::: Records for processing

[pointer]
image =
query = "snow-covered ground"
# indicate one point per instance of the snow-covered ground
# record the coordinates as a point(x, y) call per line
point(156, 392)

::::::
::: Records for processing

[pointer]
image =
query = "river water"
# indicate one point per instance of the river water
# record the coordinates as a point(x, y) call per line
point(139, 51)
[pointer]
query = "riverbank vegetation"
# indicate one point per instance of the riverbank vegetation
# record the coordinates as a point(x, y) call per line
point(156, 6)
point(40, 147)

::::::
::: Records for processing

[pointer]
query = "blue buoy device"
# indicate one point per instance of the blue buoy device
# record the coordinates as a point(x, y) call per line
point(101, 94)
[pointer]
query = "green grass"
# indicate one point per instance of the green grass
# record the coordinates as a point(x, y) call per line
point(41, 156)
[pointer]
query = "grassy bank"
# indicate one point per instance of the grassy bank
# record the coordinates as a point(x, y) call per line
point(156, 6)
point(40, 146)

::::::

▸ Task prompt: How many lines in the records contain the word "device"? Reply with the number alone.

▸ Result for this exercise: 2